— Start EXTRACTED DATA —
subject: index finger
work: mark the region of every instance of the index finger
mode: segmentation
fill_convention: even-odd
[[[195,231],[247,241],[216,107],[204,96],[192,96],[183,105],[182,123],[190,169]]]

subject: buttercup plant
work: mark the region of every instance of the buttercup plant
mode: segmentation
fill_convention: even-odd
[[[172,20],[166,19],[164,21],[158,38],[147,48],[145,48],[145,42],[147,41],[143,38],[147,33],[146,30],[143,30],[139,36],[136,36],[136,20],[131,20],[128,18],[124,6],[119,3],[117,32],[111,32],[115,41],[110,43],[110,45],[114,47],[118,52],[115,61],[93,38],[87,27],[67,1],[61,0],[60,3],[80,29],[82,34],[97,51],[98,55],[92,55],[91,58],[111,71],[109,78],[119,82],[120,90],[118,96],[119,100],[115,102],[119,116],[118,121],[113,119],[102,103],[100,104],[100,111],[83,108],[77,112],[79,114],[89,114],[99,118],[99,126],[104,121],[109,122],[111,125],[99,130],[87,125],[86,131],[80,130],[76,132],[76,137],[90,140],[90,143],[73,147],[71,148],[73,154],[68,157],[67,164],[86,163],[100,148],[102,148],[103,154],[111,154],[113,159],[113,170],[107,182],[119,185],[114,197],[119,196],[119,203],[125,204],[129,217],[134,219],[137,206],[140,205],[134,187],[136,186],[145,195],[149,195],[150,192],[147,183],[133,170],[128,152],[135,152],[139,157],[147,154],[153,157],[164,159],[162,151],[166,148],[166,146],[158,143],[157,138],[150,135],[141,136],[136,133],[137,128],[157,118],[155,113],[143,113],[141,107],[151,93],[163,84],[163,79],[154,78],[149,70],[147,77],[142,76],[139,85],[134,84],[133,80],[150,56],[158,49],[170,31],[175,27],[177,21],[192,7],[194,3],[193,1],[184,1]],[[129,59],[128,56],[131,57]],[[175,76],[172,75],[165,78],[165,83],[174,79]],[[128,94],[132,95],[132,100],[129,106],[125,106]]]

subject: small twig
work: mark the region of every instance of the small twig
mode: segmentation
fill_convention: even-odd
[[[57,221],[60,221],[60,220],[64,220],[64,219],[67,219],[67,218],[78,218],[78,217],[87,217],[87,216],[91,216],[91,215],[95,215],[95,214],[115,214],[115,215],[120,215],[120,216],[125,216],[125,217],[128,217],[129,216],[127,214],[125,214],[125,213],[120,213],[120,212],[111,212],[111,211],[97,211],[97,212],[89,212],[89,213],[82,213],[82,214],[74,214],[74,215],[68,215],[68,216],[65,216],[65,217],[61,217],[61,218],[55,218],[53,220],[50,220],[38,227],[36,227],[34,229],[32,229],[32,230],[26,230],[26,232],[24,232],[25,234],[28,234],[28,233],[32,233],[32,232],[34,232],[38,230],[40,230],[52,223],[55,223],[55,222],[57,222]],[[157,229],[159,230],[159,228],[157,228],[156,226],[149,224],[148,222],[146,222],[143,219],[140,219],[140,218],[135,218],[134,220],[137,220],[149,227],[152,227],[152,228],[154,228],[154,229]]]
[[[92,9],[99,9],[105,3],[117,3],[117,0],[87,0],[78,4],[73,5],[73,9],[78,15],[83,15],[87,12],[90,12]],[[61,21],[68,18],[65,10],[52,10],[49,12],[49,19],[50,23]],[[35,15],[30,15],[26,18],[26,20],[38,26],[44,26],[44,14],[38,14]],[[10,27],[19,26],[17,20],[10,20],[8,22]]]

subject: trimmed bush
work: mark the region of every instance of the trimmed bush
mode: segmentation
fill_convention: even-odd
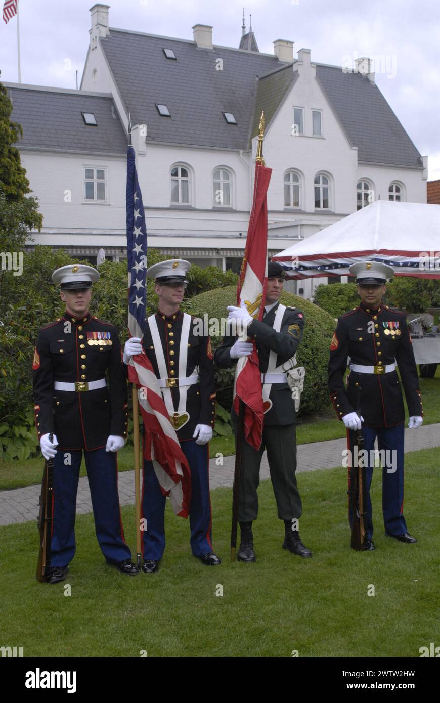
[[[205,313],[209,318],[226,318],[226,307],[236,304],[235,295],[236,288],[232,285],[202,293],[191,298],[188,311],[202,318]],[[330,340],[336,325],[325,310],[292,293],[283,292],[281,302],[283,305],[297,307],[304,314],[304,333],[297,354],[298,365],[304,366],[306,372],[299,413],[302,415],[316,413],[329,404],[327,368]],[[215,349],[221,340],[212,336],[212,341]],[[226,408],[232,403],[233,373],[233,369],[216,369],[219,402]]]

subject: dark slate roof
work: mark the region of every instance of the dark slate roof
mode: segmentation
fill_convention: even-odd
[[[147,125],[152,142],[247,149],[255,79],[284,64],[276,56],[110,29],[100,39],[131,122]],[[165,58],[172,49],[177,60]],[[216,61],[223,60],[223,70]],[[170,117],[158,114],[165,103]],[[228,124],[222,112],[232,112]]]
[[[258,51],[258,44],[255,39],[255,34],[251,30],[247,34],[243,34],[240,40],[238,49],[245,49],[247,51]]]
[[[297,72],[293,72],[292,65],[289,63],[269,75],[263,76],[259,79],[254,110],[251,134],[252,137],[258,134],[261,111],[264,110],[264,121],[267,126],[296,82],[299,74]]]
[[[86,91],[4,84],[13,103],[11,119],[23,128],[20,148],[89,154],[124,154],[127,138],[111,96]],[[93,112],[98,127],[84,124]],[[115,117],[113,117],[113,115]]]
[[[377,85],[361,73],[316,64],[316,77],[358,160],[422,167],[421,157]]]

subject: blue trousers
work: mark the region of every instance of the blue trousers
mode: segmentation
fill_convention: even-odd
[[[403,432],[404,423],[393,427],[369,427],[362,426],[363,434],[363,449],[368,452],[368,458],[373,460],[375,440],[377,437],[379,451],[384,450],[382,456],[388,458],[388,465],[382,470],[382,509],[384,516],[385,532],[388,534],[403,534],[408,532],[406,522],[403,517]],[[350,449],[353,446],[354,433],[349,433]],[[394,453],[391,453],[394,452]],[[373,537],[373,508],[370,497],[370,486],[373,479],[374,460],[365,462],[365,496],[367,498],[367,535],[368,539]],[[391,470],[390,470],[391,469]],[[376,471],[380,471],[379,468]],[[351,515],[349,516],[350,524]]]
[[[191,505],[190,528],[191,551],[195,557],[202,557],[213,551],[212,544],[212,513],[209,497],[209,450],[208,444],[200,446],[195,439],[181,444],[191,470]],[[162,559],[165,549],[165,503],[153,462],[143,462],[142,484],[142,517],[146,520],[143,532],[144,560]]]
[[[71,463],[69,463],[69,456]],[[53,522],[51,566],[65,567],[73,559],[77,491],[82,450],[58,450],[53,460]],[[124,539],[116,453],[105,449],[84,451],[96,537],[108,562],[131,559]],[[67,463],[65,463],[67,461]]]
— End EXTRACTED DATA —
— Start EXTRACTED DATA —
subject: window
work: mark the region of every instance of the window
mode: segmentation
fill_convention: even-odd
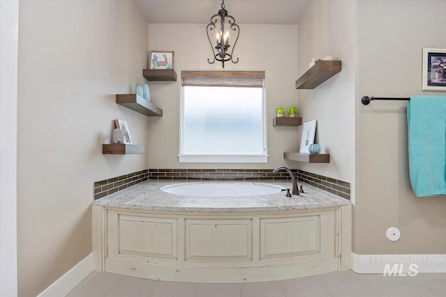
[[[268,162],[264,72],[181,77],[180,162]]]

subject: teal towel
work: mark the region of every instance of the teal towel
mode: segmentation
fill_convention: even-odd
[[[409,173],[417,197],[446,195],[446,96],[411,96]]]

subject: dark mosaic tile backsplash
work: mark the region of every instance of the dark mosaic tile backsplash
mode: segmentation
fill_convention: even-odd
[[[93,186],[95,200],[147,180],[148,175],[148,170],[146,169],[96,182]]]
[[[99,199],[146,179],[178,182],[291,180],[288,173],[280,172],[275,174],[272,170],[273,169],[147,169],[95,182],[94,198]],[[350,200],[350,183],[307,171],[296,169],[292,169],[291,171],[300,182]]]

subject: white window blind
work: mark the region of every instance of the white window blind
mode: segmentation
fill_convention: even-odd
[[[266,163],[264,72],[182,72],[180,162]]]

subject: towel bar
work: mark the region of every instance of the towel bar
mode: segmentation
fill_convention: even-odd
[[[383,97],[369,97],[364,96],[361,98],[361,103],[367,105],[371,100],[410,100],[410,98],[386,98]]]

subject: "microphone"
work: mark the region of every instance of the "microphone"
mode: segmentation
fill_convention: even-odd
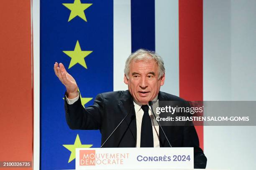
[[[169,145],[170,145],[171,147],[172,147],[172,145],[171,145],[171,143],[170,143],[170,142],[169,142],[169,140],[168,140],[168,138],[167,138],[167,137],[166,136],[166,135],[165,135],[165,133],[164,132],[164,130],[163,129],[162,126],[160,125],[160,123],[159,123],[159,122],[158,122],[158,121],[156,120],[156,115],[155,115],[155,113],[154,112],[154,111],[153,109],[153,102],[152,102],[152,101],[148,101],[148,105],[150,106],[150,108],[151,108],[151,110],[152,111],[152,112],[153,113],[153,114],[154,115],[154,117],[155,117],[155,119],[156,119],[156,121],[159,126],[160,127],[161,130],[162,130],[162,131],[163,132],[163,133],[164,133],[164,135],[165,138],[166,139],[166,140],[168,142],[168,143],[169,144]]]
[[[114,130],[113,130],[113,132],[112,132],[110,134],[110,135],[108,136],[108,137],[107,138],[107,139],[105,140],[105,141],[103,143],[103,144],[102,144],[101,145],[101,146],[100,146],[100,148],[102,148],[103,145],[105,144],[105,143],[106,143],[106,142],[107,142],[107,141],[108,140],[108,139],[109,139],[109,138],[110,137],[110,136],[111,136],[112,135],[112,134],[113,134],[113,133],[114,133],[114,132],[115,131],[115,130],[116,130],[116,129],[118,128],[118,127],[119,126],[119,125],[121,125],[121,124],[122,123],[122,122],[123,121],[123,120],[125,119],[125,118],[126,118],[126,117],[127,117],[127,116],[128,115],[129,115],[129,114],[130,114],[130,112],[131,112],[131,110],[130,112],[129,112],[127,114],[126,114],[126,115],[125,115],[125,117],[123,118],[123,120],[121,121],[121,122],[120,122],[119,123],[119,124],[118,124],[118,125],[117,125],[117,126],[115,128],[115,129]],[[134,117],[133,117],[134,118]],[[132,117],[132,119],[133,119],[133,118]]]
— End EXTRACTED DATA —
== EXERCISE DETAILS ==
Pick out and copy every line of the material above that contains the string "blue". Case counts when matching.

== COMPLETED TASK ==
subject: blue trousers
work: mark the region of every instance of the blue trousers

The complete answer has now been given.